### EXCERPTED PASSAGE ###
The grueling nature of the NBA Playoffs may not offer the same one-game excitement as March Madness, but the high energy and the spate of storylines remain. Will Miami three-peat, or will Indiana finally stand up to LeBron? Can San Antonio make yet another finals run, and are the Clippers ready to make the first deep playoff run in franchise history? Here is a look at the eight best storylines to watch as the postseason gets underway.
New Kings Of The East?
Indiana limped its way to the top seed in the East, and the question now becomes: Which Pacers team will show up? Will it be the defensively-blitzing team of the first half -- the one that showcased Roy Hibbert's insatiable rim-protecting skills and Paul George's improved offensive game? Or, will Frank Vogel's club continue to struggle scoring and more surprisingly, on the defensive end? Indiana is just 11-13 since March, and despite maintaining the league's most efficient defense this season, they are allowing a robust 103.2 points per 100 possessions -- compared to 96.8 for the season -- over the past six weeks. Hibbert has publicly voiced his displeasure with a lack of post touches, while Andrew Bynum will sit the first round. Then again, the Pacers lost five of seven games to close 2013 before taking the Heat to seven games in the conference finals.
How can we discount the two-time defending champs, especially when this is likely their last go-around together? But Miami, like the Pacers, has struggled since March, amassing a losing record with a whole cadre of lineup changes and injury and age concerns -- namely about Dwyane Wade, whose missed 28 games this year. This is not a great defensive team either, ranking 14th in opponent field goal percentage, its worst clip since the Big Three came together. And yet, when you have LeBron James, certain deficiencies seem to disappear, or at least fade away. The world's best player has no qualms deferring to Wade and Chris Bosh for 40 minutes, but he has been lethal in the fourth quarter while shooting a career-best 57 percent from the floor.
Young Point Guards
We can wax poetic about Russell Westbrook and Stephen Curry, but in Kemba Walker, John Wall and Damian Lillard (all 23 years old), we have three of the most exciting young point guards in the league, all making their first playoff appearance. Walker has yet to beat Miami in his career, but we know he rises to the moment, and he will not be gun-shy. Wall has faced the critics and overcome the notion that he can't lead a team to success, ala his predecessor, Gilbert Arenas. Perhaps Wall won't ever become a knockdown shooter, but the former No. 1 pick has increased his 3-point percentage from 27 percent to a respectable 35 percent. Lillard (pictured above) -- the reigning Rookie of the Year and a first-time All-Star -- is the most offensively gifted and probably versatile of the bunch. He is an excellent perimeter shooter, effective pick-and-roll operator and loves to take the big shot.
### EXCERPTED RECORDS ###
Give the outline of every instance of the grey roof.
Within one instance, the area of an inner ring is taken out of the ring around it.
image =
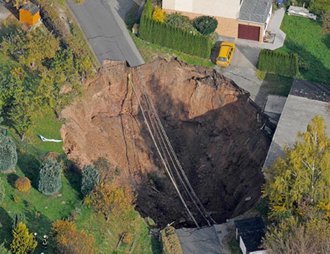
[[[26,10],[28,11],[32,15],[34,15],[36,13],[39,11],[39,8],[34,4],[26,4],[20,10]]]
[[[263,168],[270,168],[279,156],[283,156],[285,144],[292,147],[297,133],[305,132],[308,123],[319,115],[324,118],[330,136],[330,116],[326,107],[330,102],[330,89],[326,85],[295,79],[273,137]]]
[[[239,19],[264,23],[272,7],[272,0],[243,0]]]
[[[248,253],[264,249],[259,248],[265,234],[265,224],[261,217],[239,219],[234,222]]]

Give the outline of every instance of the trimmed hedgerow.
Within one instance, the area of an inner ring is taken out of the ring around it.
[[[211,42],[208,37],[156,22],[152,19],[153,10],[151,1],[147,0],[139,28],[142,39],[189,55],[206,58],[210,57]]]
[[[218,21],[213,17],[201,16],[193,20],[192,25],[202,35],[209,35],[215,31]]]
[[[299,72],[298,55],[261,49],[257,68],[260,71],[294,77]]]

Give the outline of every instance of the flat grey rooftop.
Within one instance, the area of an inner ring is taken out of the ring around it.
[[[264,111],[267,112],[281,114],[286,101],[286,97],[269,95],[267,97],[267,101],[266,101],[266,105],[265,106]]]
[[[330,90],[325,85],[296,79],[293,81],[273,138],[263,168],[269,168],[279,156],[283,156],[284,145],[292,147],[297,133],[305,132],[307,125],[316,115],[324,118],[330,136],[330,115],[327,106]]]
[[[243,0],[239,19],[263,23],[267,20],[272,0]]]
[[[68,5],[101,65],[106,59],[125,60],[131,67],[144,64],[122,19],[108,1],[85,0],[82,5],[68,1]]]
[[[222,254],[213,227],[176,230],[184,254]]]

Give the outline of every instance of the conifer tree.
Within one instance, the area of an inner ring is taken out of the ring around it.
###
PROBLEMS TO WORK ON:
1. Quote the playoff storylines article word for word, between "How can we discount" and "from the floor.", inclusive.
2. Pick up the NBA playoff storylines article where it stops and keep writing.

ANSWERS PROVIDED:
1.
How can we discount the two-time defending champs, especially when this is likely their last go-around together? But Miami, like the Pacers, has struggled since March, amassing a losing record with a whole cadre of lineup changes and injury and age concerns -- namely about Dwyane Wade, whose missed 28 games this year. This is not a great defensive team either, ranking 14th in opponent field goal percentage, its worst clip since the Big Three came together. And yet, when you have LeBron James, certain deficiencies seem to disappear, or at least fade away. The world's best player has no qualms deferring to Wade and Chris Bosh for 40 minutes, but he has been lethal in the fourth quarter while shooting a career-best 57 percent from the floor.

2.
The Best 'Lob City' Yet
In their first year under coach Doc Rivers -- who inked a three-year, $21 million deal -- the Clippers have made tremendous improvements, both collectively and individually. Chris Paul has shed some of his domineering ways, DeAndre Jordan has become arguably the game's premier rebounder and Blake Griffin has made a case for being its best power forward. How this translates to the postseason remains to be seen, but LA has an unlimited arsenal of offensive weapons and ranks fifth in opponent field goal percentage as well. Griffin, with his 24 points per game on average, has shown his ability to be a go-to guy, but can he do it against superior defenses designed to take him out of his comfort zone in the half-court?
Dynamic Duo Or Troubled Match?
The Kevin Durant-Russell Westbrook drama has become league-wide fodder: Is Durant better off without his fearless point guard's overbearing ways? The answer will be debated whenever Oklahoma City struggles during the playoffs, but the truth is that while both Durant's efficiency and the Thunder record are strangely similar with and without Westbrook, other players like Serge Ibaka and Westbrook's backup, Reggie Jackson, have seem dramatic dips in production. That is the trouble for coach Scott Brooks, who wants Durant to see the bulk of late-game touches, but also understands that his team needs Westbrook and thrives off his attacking style of play. Remember, Memphis -- its first-round opponent -- defeated OKC in five last year, but that was sans Westbrook. The peaking Grizzlies, with a healthy Marc Gasol, also have a better record than the Thunder since January 1.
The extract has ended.